→ EXERCISE AIM:
Repeat verbatim the lines of the data below, beginning with the line containing "of the twig" and continuing to the end.
— Start TASK DATA —
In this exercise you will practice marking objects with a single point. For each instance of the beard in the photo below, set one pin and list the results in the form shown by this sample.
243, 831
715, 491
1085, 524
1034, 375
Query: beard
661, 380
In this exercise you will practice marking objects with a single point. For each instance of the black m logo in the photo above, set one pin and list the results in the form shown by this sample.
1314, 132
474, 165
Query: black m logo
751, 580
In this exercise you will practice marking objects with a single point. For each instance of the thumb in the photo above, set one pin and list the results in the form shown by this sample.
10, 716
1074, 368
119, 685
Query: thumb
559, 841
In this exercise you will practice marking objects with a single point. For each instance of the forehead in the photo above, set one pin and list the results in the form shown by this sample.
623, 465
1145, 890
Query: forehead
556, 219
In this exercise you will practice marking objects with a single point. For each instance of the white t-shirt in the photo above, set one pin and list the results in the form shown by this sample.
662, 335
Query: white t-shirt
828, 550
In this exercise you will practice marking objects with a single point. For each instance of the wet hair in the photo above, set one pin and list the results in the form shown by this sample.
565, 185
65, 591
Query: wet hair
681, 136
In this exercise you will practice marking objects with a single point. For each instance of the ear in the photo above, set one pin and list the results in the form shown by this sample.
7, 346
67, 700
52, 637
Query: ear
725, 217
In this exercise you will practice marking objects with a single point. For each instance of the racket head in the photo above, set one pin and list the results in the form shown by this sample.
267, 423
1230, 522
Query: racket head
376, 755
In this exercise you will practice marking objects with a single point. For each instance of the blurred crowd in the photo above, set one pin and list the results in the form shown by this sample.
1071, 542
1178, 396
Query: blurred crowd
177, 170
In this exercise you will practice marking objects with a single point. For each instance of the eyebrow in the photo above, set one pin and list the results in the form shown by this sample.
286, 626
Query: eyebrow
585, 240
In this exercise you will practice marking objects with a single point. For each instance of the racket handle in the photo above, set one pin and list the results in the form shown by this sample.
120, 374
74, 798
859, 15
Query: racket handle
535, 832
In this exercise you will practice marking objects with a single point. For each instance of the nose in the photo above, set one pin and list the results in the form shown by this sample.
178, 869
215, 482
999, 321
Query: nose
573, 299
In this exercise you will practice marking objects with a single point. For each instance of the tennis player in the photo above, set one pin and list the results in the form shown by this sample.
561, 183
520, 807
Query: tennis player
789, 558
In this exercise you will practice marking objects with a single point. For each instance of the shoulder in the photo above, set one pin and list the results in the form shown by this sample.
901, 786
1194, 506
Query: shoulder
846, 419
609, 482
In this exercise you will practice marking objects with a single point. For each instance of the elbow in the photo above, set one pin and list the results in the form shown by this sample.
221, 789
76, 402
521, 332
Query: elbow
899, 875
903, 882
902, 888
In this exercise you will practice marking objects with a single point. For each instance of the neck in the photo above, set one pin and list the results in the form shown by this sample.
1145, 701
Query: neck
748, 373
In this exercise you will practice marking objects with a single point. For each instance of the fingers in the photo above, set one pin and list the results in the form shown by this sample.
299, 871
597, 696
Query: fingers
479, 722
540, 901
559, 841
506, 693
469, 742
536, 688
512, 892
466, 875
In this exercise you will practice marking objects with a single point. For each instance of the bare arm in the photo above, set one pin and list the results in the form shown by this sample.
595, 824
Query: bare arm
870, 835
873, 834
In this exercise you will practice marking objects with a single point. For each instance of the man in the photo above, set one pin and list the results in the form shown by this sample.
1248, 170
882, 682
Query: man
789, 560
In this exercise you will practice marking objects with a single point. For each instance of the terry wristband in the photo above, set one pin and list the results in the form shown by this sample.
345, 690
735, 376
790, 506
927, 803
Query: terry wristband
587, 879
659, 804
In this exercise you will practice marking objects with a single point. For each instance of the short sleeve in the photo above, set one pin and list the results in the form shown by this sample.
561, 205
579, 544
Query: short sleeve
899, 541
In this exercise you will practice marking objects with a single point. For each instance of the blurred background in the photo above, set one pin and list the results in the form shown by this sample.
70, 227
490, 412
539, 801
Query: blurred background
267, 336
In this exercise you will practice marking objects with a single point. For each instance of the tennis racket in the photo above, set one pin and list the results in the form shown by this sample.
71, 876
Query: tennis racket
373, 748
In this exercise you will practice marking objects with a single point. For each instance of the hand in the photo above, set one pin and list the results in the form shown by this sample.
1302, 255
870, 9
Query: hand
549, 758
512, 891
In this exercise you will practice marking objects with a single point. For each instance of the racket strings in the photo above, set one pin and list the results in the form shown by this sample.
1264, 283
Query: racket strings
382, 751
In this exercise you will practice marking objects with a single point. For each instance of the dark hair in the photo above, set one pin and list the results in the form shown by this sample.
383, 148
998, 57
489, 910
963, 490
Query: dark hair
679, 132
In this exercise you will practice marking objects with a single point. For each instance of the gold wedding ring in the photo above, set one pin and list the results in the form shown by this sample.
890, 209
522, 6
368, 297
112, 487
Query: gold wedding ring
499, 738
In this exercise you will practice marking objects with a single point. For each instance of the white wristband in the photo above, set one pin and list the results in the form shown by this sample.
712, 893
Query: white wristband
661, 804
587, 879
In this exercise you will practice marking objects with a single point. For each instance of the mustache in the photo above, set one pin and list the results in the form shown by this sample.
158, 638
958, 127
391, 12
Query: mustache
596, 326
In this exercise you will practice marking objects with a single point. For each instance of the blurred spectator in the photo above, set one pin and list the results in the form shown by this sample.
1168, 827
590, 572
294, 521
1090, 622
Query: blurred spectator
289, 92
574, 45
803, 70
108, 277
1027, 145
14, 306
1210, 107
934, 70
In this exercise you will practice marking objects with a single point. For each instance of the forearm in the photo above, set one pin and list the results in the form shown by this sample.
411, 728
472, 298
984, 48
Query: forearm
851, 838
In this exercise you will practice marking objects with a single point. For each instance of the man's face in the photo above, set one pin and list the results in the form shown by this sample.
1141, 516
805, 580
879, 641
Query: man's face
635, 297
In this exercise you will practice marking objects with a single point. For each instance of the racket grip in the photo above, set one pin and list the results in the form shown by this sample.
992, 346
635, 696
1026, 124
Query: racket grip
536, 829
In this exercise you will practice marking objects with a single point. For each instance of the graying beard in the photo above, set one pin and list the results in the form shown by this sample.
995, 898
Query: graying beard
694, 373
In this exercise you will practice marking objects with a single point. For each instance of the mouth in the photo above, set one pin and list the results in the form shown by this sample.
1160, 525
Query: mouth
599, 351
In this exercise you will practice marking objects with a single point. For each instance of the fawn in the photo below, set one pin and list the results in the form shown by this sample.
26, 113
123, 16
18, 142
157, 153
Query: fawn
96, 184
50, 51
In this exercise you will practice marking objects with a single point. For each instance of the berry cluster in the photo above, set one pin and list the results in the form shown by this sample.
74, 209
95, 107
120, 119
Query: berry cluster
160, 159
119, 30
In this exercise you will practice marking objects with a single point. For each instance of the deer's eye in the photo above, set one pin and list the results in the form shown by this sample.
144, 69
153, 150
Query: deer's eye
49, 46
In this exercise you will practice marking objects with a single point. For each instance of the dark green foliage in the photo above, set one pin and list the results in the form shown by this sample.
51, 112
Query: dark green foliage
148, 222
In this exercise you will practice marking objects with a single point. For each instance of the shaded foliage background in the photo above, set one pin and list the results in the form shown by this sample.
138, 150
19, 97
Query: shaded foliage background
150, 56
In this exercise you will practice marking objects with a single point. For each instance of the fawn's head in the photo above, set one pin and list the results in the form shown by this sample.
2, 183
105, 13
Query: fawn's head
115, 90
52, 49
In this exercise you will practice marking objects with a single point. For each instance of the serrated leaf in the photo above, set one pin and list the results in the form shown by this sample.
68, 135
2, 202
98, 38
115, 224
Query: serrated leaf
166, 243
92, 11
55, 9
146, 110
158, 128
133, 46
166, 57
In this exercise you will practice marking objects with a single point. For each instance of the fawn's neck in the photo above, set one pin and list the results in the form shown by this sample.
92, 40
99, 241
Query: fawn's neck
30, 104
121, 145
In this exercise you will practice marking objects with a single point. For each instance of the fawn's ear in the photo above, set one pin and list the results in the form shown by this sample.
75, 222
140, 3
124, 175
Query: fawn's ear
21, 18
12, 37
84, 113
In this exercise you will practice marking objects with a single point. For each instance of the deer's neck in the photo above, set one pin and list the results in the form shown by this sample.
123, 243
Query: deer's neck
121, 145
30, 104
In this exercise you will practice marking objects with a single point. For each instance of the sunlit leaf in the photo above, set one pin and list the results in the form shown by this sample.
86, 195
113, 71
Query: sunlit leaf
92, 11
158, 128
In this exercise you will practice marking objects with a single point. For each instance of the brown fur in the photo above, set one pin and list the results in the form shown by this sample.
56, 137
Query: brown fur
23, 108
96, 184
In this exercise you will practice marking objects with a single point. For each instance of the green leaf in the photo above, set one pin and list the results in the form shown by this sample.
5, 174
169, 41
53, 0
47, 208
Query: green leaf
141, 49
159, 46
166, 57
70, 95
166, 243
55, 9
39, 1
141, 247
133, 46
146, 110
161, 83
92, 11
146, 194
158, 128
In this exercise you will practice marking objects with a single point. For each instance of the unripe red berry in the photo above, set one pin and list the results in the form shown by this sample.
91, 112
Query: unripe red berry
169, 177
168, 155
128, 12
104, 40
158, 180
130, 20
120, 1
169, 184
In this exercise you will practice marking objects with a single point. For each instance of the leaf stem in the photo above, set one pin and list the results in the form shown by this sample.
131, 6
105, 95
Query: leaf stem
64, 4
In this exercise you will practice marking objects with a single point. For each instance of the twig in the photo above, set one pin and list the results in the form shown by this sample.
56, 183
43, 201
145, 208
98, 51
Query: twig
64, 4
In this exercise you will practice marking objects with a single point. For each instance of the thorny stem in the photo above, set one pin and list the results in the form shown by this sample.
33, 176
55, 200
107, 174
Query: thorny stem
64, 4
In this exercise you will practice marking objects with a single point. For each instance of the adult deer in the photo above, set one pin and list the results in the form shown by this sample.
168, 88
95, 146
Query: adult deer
— End TASK DATA —
→ ANSWER IN FULL:
In this exercise you will practice marking objects with a single point. For each instance of the twig in the photo above, set one pin and list the results in the form shown by this sample.
56, 183
43, 201
145, 208
98, 51
Query: twig
64, 4
In this exercise you will practice marking objects with a single point. For each instance of the thorny stem in the photo above, set one pin and list the results in the form shown by this sample.
33, 176
55, 200
107, 174
Query: thorny stem
64, 4
In this exercise you will practice marking objects with a single point. For each instance of the adult deer in the photo above, set one pin and list the results in the form shown by this sample.
168, 88
95, 146
Query: adult deer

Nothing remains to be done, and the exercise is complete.